Records to process:

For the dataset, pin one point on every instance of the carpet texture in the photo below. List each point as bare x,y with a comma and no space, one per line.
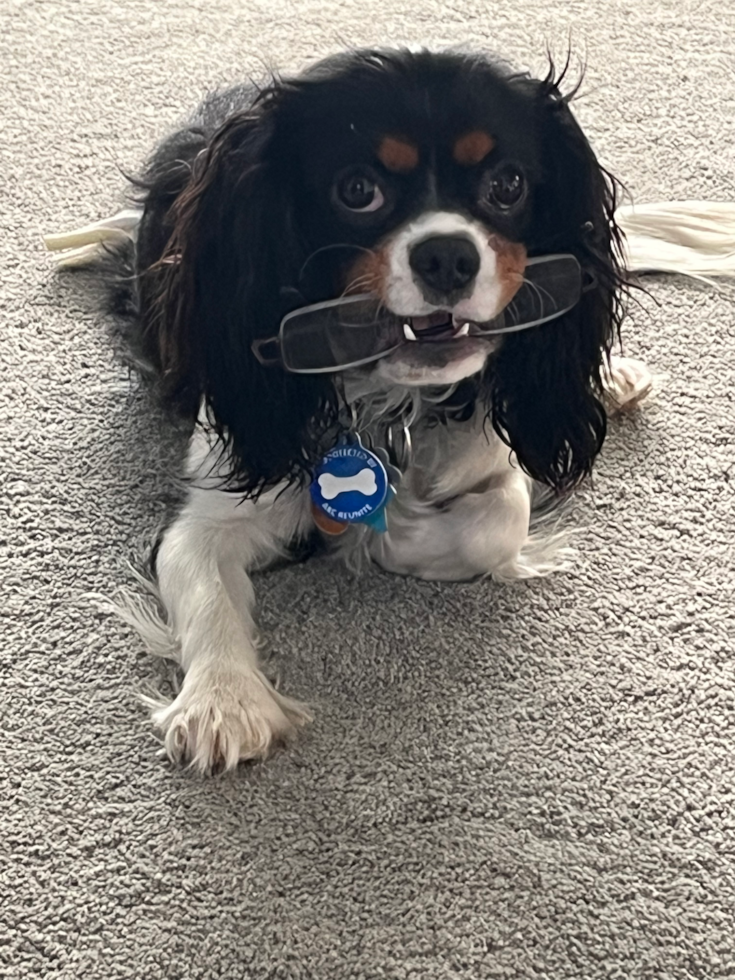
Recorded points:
503,781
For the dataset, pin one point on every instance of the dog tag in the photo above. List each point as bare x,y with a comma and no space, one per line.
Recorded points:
350,486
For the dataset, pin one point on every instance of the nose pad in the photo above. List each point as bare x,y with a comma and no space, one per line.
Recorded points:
445,263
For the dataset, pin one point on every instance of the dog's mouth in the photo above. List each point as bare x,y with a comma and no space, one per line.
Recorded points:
441,325
357,329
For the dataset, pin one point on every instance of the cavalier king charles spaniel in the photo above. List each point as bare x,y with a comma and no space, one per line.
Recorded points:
395,275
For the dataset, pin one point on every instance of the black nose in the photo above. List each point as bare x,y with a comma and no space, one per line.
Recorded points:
445,263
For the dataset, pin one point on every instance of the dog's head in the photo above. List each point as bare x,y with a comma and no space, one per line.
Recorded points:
428,179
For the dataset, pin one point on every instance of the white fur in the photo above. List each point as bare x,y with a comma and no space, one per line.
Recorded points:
404,297
227,710
462,511
693,238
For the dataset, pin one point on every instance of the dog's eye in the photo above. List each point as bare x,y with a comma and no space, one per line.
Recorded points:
359,192
504,188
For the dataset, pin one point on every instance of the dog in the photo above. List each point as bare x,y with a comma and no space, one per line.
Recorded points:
433,186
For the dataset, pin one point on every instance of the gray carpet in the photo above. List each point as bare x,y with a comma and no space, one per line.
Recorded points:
502,781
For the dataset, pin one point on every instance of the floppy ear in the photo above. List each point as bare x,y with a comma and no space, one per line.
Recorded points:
545,387
217,287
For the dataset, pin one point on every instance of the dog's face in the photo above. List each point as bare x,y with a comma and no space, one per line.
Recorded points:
421,187
428,179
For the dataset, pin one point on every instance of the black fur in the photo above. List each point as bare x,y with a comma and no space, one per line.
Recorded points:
237,202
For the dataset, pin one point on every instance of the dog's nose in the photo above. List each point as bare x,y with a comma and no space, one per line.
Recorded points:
445,263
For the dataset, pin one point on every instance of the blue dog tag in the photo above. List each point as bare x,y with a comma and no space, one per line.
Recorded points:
350,486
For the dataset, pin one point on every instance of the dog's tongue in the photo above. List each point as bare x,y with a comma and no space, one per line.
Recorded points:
439,319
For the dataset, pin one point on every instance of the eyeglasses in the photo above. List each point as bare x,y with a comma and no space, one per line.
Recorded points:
355,330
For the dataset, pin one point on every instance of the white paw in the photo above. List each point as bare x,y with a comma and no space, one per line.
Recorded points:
627,382
221,717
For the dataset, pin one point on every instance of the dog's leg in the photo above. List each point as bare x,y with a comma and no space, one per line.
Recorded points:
226,710
467,536
627,382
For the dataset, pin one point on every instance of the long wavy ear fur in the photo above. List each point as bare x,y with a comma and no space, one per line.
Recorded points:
215,287
544,388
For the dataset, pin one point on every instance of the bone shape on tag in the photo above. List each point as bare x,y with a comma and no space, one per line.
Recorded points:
364,482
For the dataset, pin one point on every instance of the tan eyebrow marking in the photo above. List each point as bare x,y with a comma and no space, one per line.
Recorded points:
398,155
472,147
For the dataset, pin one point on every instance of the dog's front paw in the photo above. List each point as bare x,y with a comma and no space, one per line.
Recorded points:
627,383
222,717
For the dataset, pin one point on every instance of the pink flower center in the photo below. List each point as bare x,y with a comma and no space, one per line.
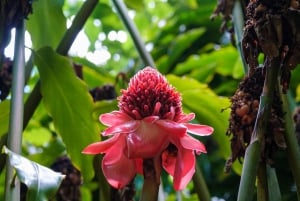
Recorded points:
149,94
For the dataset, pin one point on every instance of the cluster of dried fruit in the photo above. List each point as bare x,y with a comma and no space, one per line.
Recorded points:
244,109
11,13
273,29
5,78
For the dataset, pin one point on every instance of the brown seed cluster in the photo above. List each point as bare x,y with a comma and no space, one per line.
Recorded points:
5,78
273,29
244,109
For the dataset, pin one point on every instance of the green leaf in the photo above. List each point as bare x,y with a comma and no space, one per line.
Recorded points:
41,181
67,100
4,116
51,151
47,24
181,44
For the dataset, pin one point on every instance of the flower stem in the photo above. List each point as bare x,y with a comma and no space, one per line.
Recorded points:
200,185
238,23
152,170
262,183
252,155
293,151
14,140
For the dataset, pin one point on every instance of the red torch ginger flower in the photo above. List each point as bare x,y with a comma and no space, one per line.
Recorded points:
150,123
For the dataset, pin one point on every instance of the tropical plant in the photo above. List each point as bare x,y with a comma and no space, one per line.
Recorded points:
234,64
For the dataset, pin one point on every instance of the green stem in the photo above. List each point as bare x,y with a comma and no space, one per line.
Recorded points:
200,185
152,170
252,155
262,183
14,141
133,31
291,141
239,22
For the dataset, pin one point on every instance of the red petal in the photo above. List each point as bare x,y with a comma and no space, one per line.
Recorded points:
185,168
119,173
168,162
191,143
127,127
201,130
117,168
114,118
172,127
147,141
100,147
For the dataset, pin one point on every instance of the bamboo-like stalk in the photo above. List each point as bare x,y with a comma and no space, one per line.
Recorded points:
252,155
152,171
262,182
14,141
200,185
239,22
134,33
293,152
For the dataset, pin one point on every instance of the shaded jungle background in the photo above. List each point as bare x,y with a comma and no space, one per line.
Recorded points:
198,55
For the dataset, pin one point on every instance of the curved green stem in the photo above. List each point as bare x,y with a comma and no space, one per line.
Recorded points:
152,170
200,185
262,183
293,151
14,140
239,22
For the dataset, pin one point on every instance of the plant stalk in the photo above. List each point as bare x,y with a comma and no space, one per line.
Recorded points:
14,141
252,155
262,182
293,152
200,185
134,33
239,22
152,170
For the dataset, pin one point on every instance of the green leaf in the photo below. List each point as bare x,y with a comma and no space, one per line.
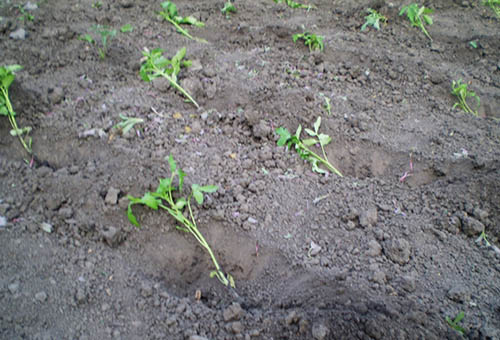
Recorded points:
284,136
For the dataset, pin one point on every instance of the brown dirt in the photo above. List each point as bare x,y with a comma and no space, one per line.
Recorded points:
366,256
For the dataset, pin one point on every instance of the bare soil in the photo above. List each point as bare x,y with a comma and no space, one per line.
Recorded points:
371,255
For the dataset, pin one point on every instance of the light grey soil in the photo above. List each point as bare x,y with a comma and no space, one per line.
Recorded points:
371,255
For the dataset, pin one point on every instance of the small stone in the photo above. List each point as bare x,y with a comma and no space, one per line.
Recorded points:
112,196
46,227
41,296
19,34
320,331
233,312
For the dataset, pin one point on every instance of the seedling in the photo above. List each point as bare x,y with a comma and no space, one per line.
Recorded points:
494,5
170,14
7,76
293,4
180,207
106,35
156,65
313,41
460,90
418,16
302,146
454,323
373,19
228,8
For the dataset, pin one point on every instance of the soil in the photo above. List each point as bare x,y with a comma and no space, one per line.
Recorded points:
371,255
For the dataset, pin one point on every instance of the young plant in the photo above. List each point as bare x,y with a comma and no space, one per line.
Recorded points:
170,14
156,65
293,4
7,76
418,16
179,207
454,323
494,5
373,19
106,35
460,90
302,146
313,41
228,8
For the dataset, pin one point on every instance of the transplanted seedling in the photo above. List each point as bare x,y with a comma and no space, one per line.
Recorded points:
313,41
106,35
156,65
418,16
170,14
179,207
293,4
494,5
7,76
454,323
374,19
460,90
302,146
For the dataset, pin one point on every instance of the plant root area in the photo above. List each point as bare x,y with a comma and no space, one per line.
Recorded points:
392,250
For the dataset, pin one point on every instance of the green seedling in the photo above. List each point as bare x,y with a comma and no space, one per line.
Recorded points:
373,19
313,41
460,90
106,35
303,146
156,65
179,207
418,16
7,76
228,8
494,5
170,14
454,323
293,4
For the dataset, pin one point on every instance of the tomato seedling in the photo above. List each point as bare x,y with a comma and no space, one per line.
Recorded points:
170,14
418,16
7,76
373,19
460,90
313,41
179,208
156,65
302,146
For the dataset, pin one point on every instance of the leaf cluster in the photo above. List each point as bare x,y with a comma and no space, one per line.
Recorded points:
156,65
373,19
7,77
170,14
461,91
179,208
302,147
313,41
418,16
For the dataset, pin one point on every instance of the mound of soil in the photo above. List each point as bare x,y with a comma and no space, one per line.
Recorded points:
391,250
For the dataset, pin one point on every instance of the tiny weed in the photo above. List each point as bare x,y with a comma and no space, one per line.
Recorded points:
293,4
460,90
170,14
313,41
228,8
156,65
373,19
418,16
494,5
302,146
7,76
454,323
179,208
106,35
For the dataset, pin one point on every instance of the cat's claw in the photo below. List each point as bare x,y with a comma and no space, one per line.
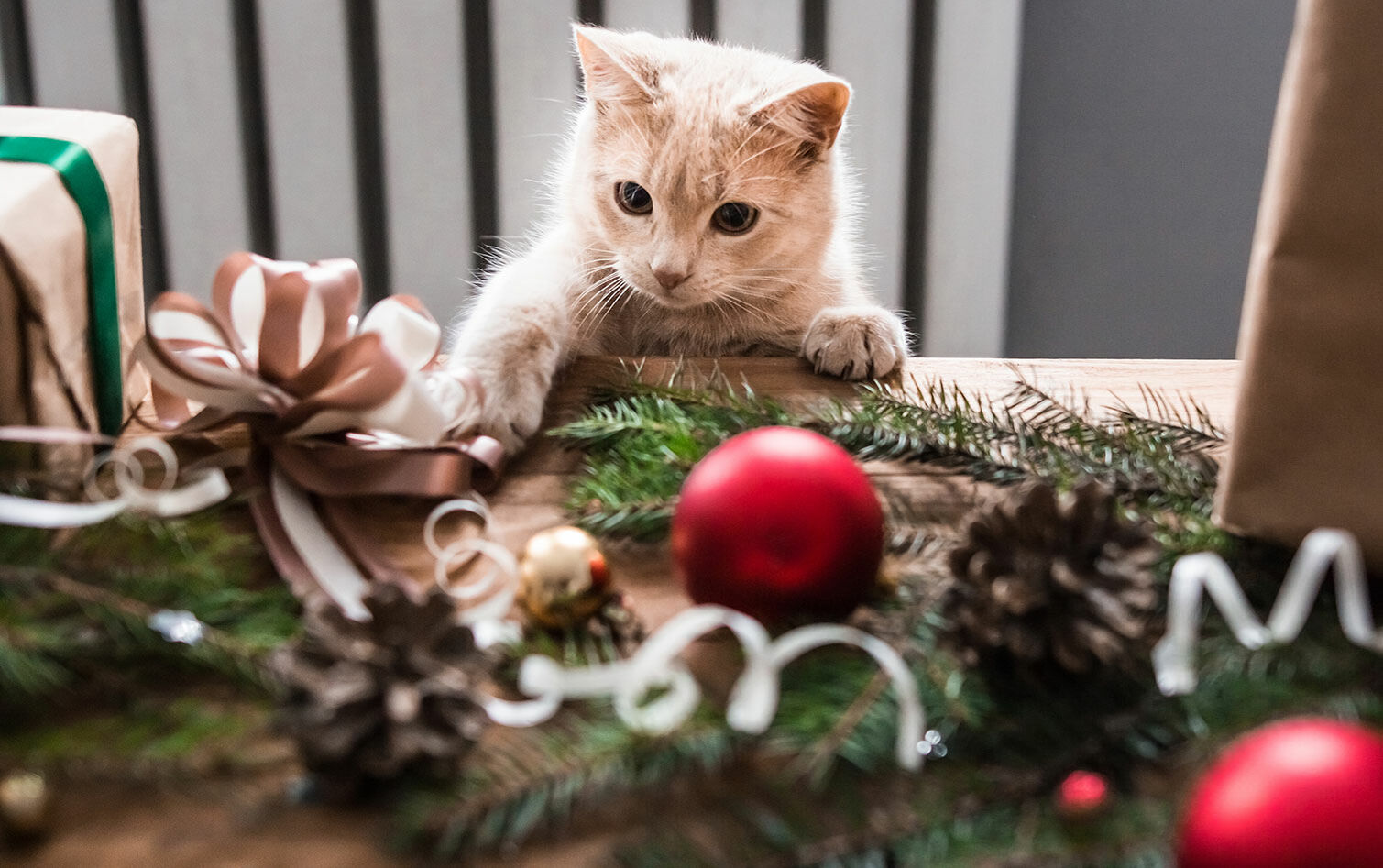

Objective:
Show every line of the records above that contains the string "stem", treating uppercase and lowercase as different.

Expected answer:
For the dataset, pin one point on every instance of the flower stem in the photo above. List each point as bare x,y with a comma and no space, one per line.
For the dataset, pin one point on every instance of the green stem in the photo above. List each point as bare x,y with a comma and no space, one per line.
For the dataset, pin one point on every instance of the curved green stem in the photo above. List each point as bare x,y with a comma and no space, one per line.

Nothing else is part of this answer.